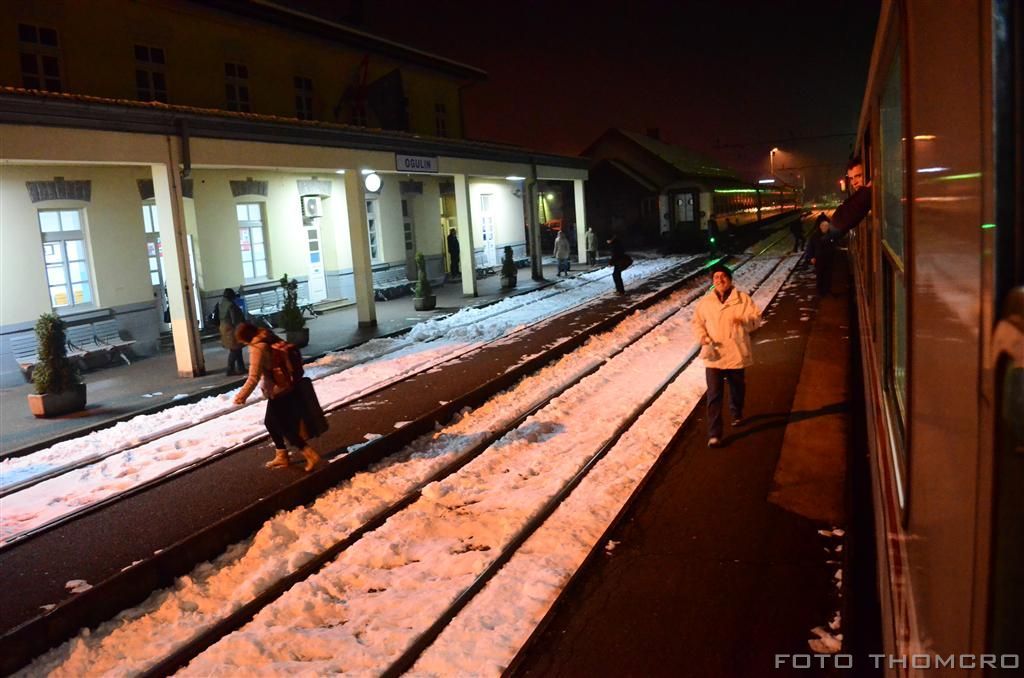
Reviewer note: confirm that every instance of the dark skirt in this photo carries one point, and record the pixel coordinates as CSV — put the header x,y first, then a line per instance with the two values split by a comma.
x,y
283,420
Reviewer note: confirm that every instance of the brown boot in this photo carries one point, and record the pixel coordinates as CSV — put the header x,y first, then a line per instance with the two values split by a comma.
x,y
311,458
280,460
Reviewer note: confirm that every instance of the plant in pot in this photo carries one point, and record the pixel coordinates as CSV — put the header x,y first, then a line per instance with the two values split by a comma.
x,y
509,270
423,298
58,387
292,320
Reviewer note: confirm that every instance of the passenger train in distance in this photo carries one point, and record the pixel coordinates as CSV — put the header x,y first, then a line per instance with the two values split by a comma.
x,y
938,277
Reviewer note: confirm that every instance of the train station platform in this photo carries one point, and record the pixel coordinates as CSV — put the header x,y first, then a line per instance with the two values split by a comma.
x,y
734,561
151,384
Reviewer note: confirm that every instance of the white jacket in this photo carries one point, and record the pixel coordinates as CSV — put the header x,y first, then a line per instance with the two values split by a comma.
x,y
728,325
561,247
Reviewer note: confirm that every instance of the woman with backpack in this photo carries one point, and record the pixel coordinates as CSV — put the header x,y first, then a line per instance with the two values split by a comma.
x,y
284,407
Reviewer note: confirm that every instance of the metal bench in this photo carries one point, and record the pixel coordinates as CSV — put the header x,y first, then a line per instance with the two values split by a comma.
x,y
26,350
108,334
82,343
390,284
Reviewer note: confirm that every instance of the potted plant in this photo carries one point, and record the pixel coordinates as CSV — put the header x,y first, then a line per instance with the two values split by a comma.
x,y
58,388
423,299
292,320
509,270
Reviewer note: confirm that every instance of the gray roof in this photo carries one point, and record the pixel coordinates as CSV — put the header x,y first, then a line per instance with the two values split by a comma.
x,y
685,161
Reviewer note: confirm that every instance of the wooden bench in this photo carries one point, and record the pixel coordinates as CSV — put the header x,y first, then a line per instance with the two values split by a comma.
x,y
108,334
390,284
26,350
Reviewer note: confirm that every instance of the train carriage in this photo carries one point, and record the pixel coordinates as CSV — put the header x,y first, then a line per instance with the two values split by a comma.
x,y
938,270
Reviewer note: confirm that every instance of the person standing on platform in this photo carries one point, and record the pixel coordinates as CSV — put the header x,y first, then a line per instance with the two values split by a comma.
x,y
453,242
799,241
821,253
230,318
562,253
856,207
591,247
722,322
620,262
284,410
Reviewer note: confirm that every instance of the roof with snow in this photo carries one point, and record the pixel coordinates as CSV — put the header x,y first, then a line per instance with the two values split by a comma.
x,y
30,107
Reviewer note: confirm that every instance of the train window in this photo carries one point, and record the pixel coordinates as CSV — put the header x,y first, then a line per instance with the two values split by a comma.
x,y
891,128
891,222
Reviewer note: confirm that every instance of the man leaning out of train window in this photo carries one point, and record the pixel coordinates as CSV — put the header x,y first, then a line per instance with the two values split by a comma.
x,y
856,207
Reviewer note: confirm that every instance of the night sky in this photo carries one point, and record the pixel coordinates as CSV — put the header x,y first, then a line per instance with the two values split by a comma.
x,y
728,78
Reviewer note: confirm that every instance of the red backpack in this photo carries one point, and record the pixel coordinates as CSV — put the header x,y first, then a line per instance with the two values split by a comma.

● ● ●

▸ Task directions: Your output should start at the line containing "Reviewer note: confirm that every instance of the night" and stop at the last line of the material, copied exactly, with nothing else.

▸ Solution to this task:
Reviewer note: confirm that every instance of the night sky in this photo carries one point, and record the pixel coordinates as CSV — put the header x,y first, then a line per instance with the two values split by a comma.
x,y
728,78
Reviewer note: confirm that every instance of the red backpack in this photo carries one point, and record the pixel coordinates as CSV — put the header x,y first, then a line per instance with the two values split by a comma.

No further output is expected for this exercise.